» **GIVEN REQUEST**
Your task is to extract every line from the material below exactly.

» **RECORD LIST**
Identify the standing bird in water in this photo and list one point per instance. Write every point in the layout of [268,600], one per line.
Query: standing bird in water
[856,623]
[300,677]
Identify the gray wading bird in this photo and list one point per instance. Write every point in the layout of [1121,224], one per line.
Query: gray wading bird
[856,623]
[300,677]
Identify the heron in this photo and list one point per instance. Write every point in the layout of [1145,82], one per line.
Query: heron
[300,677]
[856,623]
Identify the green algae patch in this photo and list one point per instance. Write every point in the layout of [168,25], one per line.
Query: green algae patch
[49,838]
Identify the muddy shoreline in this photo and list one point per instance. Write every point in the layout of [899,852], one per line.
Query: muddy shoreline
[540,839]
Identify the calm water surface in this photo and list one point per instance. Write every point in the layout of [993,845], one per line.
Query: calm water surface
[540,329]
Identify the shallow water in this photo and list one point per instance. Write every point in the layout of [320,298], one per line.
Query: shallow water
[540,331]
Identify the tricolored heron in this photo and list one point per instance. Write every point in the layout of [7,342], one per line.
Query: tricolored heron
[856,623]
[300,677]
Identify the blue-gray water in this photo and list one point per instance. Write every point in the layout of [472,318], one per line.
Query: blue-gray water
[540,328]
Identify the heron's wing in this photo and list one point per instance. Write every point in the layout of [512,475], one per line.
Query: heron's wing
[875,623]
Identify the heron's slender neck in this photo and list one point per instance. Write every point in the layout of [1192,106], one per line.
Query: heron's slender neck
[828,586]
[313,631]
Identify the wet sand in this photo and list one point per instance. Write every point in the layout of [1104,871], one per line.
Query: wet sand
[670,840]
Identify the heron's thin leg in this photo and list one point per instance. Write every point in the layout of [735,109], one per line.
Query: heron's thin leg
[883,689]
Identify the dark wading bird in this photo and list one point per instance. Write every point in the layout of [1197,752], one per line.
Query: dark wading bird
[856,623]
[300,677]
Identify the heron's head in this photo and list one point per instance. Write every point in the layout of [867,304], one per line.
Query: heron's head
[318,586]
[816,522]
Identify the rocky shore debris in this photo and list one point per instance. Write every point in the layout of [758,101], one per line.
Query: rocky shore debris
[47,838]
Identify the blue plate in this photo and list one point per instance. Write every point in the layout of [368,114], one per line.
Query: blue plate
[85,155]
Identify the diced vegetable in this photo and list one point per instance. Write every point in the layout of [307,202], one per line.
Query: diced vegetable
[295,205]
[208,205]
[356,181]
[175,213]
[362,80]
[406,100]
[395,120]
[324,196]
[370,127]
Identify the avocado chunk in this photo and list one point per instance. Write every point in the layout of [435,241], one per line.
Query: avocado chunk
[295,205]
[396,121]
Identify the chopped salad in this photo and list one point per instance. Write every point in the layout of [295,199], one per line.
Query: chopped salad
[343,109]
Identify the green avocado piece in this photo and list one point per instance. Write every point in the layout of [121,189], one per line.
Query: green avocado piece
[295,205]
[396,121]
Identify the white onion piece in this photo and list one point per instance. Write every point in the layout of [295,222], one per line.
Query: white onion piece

» **EXERCISE SOLUTION**
Identify the standing bird in water in this photo and list one point per instance. Write every point in the layout of [268,600], one per line.
Query: standing bird in water
[856,623]
[300,677]
Identify the gray wading bird in this photo and list one point per instance. Write every point in the layout of [1121,224], one per line.
Query: gray wading bird
[856,623]
[300,677]
Identify the heron in this photo and list one point per instance. Write every point in the layout of [1145,82], one per line.
Query: heron
[300,677]
[856,623]
Identify the green algae patch in this photo and list one point per instance. Write every point in the layout of [168,25], one per line.
Query: green algae patch
[49,838]
Identify the muddy shoreline in this photo and list one point per instance. Write every point in the layout of [899,852], one per line.
Query: muddy shoreline
[540,839]
Identify the calm water surface in this photo and list one point per instance. Write every point in the layout of [993,845], one per line.
Query: calm water surface
[540,329]
Identify the shallow water in this photo and list one point per instance. Write every point in the layout of [320,298], one per line.
Query: shallow water
[540,331]
Identify the tricolored heron in this photo and list one point per instance. Write every point in the layout of [7,342], one per line.
Query: tricolored heron
[856,623]
[300,677]
Identify the blue-gray water in this photo and list one point per instance. Write every point in the layout of [472,318], one per line.
Query: blue-gray water
[540,328]
Identify the heron's wing in this photo and list one point per instance. Write every point in the layout of [512,475], one per line.
Query: heron's wing
[875,623]
Identify the heron's slender neck in this photo and list one point per instance. Write every point in the layout of [1192,106], one per line.
Query: heron's slender neck
[828,586]
[313,631]
Identify the wet sand in this photo and list one point per instance. Write every point in the layout of [1104,871], one per line.
Query: wet sand
[670,840]
Identify the heron's thin leg in this photo and list one point per instance. Write every point in the layout of [735,109], one per line.
Query: heron's thin leg
[883,689]
Identify the dark wading bird in this photo and list one point per instance. Write every point in the layout of [1197,752], one per line.
Query: dark wading bird
[856,623]
[300,677]
Identify the heron's head in this photo and list one point per instance. Write every point in the layout of [867,304], one per line.
Query: heron's head
[318,586]
[816,522]
Identify the rocky shore debris in this photo and list one point per instance. Write every point in the layout of [758,101], one per line.
Query: rocky shore debris
[47,838]
Identify the blue plate in this photo and list one point per instance. Write every point in the layout of [368,114], one per line.
Query: blue plate
[85,155]
Identify the diced vegetable in this photo and list one point per instance. Write every point in the layout of [307,202], one per line.
Query: diced vegetable
[295,205]
[208,205]
[356,181]
[175,213]
[362,80]
[406,100]
[395,120]
[324,196]
[370,127]
Identify the avocado chunk in this photo and list one point per instance. Write every point in the layout of [435,241], one per line.
Query: avocado chunk
[295,205]
[396,121]
Identify the chopped salad in this photo and list one point per instance. Write every point in the layout of [295,199], one per line.
Query: chopped salad
[343,109]
Identify the green avocado piece in this photo and list one point per instance. Write every point in the layout of [121,189], one per line.
Query: green avocado piece
[295,205]
[396,121]
Identify the white onion piece in this photo and list one point per instance. Write every point in the layout of [295,222], one per line.
Query: white onion piece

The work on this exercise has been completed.